**GIVEN REQUEST:**
Filter the lines below, keeping every line that contains the string "stem". Matching is case-sensitive.

--- BEGIN THE RECORDS ---

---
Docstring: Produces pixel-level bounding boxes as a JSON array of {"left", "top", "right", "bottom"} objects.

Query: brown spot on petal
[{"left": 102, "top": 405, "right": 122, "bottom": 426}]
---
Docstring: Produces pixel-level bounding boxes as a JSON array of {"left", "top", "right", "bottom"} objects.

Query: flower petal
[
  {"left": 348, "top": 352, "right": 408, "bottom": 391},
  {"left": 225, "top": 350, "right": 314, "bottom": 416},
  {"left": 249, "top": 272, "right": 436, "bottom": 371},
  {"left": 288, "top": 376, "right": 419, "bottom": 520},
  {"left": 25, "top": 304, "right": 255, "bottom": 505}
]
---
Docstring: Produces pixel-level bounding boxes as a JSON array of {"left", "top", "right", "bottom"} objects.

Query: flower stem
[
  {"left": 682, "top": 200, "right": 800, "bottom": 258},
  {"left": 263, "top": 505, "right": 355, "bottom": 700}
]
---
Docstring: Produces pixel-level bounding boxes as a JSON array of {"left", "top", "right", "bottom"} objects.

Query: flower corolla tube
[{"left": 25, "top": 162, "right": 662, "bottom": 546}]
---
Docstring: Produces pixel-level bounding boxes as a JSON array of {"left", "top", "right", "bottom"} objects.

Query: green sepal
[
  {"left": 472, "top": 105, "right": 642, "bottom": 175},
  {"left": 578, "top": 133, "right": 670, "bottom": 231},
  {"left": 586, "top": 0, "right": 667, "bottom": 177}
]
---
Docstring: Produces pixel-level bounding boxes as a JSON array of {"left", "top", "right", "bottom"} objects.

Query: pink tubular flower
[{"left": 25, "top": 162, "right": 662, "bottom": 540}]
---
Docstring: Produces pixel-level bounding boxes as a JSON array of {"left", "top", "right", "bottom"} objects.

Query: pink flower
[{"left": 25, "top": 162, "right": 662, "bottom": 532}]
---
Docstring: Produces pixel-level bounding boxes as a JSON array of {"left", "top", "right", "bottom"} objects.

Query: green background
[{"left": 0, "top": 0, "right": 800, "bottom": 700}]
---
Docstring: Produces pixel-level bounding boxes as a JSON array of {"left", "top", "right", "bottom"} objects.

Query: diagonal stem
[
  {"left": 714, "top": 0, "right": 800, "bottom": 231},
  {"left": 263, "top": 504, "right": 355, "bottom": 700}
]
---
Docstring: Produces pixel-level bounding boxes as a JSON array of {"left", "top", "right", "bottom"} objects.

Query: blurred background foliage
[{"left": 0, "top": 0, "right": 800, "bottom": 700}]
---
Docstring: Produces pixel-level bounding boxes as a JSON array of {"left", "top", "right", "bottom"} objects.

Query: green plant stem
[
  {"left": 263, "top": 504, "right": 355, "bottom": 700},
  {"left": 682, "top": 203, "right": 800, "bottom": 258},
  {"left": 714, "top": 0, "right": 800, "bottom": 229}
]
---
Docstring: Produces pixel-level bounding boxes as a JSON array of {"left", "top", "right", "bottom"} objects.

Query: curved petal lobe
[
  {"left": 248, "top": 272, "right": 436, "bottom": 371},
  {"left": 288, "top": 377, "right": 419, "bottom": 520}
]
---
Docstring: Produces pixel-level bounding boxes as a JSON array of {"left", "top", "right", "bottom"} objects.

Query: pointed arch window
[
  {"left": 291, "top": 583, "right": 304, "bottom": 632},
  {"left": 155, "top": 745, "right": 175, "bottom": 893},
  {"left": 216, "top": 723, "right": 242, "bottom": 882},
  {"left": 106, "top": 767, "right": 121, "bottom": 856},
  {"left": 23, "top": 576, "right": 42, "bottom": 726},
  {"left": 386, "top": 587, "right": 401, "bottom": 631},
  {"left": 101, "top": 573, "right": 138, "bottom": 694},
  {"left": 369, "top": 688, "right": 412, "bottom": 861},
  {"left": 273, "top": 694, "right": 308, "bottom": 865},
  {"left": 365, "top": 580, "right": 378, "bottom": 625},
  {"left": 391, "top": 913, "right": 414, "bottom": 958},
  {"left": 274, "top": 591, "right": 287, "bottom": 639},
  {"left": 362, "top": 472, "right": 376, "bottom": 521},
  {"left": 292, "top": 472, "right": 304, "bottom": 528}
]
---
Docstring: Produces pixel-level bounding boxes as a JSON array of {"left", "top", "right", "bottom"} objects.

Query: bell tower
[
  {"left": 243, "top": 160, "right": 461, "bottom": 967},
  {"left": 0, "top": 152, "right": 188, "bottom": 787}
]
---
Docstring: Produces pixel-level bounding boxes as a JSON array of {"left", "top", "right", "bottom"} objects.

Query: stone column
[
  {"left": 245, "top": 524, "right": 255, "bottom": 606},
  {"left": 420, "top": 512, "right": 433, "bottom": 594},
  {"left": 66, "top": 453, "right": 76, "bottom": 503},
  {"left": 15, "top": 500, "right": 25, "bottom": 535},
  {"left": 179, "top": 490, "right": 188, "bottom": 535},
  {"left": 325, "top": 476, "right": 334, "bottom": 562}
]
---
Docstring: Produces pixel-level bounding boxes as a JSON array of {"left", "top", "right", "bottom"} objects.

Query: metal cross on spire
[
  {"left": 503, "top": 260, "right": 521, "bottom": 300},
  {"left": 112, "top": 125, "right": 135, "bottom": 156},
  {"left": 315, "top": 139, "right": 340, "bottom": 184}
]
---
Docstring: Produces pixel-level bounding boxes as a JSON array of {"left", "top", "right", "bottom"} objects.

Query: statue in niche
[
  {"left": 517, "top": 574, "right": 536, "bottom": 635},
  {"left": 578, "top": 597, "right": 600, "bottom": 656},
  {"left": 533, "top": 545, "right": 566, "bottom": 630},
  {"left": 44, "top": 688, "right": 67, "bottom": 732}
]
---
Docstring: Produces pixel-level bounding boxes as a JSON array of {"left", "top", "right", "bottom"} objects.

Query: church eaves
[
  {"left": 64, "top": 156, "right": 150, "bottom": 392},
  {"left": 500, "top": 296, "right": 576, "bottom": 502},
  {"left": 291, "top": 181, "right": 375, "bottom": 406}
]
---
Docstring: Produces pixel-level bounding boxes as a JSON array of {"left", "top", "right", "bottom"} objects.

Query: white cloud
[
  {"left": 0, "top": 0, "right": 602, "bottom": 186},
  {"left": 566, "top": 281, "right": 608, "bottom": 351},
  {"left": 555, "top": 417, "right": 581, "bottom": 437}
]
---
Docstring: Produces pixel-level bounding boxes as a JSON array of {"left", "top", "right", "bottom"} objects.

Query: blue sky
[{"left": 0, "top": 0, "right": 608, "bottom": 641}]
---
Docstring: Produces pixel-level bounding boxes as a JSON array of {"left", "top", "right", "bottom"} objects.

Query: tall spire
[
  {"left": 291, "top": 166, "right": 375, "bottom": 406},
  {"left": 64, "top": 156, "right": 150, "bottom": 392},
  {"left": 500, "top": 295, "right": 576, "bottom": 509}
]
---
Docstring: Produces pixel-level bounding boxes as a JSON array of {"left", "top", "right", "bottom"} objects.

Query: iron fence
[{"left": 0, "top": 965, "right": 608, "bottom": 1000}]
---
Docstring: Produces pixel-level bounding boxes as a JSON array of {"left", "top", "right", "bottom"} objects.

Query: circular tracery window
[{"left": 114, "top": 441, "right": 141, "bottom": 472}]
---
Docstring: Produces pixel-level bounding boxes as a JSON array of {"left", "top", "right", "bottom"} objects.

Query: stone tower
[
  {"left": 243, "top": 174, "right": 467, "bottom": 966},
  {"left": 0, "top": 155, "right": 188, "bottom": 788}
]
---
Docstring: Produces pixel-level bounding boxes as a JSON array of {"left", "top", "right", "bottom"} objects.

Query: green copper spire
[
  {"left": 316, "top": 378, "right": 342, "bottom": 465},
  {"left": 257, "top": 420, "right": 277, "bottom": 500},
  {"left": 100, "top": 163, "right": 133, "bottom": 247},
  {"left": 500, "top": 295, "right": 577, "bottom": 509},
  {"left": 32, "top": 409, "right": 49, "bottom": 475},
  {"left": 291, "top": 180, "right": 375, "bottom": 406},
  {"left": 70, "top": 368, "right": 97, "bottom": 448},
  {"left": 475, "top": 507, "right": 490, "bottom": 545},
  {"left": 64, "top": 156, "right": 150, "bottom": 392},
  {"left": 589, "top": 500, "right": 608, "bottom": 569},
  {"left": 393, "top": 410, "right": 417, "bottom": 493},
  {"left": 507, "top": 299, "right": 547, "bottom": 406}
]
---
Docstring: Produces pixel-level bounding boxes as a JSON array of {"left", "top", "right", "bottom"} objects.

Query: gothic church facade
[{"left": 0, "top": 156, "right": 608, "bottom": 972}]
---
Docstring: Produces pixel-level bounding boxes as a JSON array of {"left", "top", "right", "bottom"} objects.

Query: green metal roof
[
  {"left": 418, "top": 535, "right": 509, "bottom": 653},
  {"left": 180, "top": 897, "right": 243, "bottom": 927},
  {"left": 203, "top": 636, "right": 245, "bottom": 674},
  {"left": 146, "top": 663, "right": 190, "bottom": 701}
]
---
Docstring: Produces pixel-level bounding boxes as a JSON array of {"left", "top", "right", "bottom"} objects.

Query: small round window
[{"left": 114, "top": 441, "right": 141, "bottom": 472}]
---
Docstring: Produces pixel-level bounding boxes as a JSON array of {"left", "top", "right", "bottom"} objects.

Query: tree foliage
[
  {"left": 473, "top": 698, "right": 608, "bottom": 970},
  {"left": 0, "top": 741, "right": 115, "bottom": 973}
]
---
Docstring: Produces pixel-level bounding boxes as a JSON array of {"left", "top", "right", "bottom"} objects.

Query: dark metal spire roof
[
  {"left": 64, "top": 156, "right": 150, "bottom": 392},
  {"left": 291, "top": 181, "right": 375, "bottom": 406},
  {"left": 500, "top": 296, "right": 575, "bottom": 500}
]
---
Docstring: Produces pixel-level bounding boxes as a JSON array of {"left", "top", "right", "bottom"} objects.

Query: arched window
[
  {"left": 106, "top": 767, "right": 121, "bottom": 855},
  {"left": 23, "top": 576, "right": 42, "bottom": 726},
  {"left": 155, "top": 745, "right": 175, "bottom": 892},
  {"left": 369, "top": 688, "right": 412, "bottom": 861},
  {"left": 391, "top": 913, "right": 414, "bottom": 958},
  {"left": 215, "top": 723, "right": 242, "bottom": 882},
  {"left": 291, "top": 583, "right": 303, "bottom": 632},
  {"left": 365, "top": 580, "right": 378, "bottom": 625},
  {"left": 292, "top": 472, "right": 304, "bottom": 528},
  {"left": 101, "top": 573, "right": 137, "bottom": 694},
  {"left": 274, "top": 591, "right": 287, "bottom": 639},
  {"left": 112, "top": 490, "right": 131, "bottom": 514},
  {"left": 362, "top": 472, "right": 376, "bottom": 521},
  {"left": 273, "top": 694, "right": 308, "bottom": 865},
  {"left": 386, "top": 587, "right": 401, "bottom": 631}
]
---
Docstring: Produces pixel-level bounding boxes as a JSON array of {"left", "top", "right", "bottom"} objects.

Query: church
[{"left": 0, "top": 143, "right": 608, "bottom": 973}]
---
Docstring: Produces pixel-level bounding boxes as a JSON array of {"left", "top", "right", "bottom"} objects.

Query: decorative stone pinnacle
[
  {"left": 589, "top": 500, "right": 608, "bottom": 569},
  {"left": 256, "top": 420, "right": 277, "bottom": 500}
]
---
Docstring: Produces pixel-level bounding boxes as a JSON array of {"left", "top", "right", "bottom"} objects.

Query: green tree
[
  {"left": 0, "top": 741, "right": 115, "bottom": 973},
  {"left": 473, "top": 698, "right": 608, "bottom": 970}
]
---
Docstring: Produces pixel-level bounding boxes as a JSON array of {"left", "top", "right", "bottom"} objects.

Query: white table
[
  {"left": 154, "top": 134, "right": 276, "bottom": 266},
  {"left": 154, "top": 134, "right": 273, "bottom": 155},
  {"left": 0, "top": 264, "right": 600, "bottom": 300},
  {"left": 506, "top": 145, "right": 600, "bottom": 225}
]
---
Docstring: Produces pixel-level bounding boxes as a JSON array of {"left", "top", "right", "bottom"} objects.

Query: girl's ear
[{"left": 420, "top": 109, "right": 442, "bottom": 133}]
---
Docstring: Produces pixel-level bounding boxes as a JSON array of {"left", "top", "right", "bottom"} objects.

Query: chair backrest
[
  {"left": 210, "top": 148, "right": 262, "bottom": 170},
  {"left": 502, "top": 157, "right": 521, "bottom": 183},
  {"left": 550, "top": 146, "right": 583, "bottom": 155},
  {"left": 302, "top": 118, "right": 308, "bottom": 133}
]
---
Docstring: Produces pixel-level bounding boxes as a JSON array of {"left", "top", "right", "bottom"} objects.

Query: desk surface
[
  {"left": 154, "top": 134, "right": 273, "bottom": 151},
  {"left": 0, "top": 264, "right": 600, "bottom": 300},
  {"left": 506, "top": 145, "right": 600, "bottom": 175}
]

--- END THE RECORDS ---

**EXPECTED ANSWER:**
Query: flower stem
Query: diagonal stem
Query: green plant stem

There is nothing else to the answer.